═══ Provided passage
KU fan answer: "They have a dental school in San Francisco," said Jerry Nossaman, a retired dentist from Lawrence. "I've actually been there. I've taken a continuing-education class there -- two, in fact."
Correct answer: Nossaman is 33 percent right.
Pacific, a private university, does have a dental school in San Francisco, along with a law school in Sacramento. But the main campus is in Stockton, Calif.
For the record, Nossaman must not have many Pacific pennants around his office. He guessed that the school's mascot either was a mussel or a clam.
Question No. 3
What conference does Pacific play in?
KU fan answer: "I'm going to guess," said Cathy Guyer, a 2002 KU graduate now working in Moundridge as a marketer for a lawn-care equipment company. "Is it the Pacific Conference?"
Correct answer: No. The Tigers play in the Big West Conference, whose 10 member schools include eight from California. Among conference members is Utah State, a team that challenged KU last year in the first round of the NCAA Tournament, when KU won 64-61 on the way to the Final Four.
══════
● What needs to be done: Duplicate the KU fan quiz text between "Question No. 3" and "the Final Four.", inclusive.
═══ Raw data
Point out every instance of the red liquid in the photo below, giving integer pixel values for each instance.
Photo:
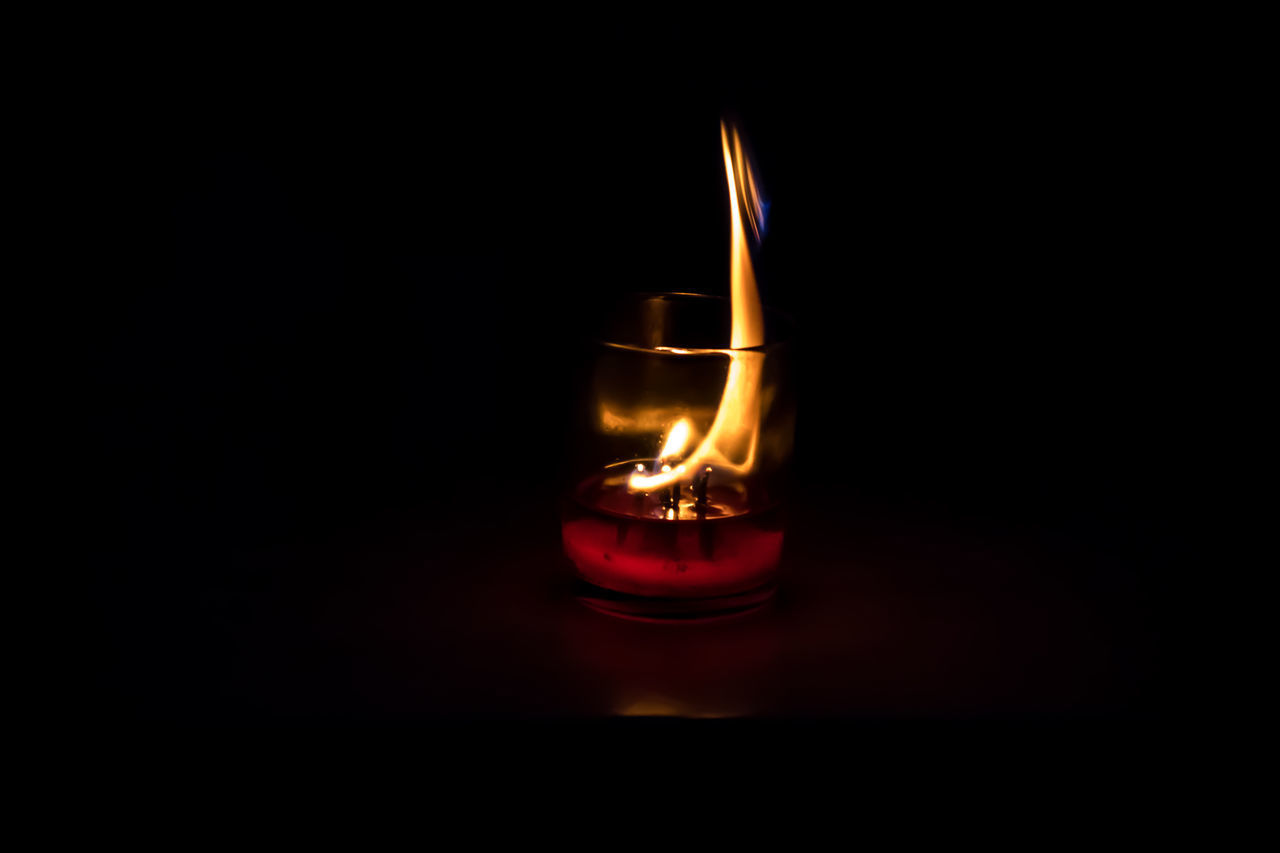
══════
● Exercise answer:
Question No. 3
What conference does Pacific play in?
KU fan answer: "I'm going to guess," said Cathy Guyer, a 2002 KU graduate now working in Moundridge as a marketer for a lawn-care equipment company. "Is it the Pacific Conference?"
Correct answer: No. The Tigers play in the Big West Conference, whose 10 member schools include eight from California. Among conference members is Utah State, a team that challenged KU last year in the first round of the NCAA Tournament, when KU won 64-61 on the way to the Final Four.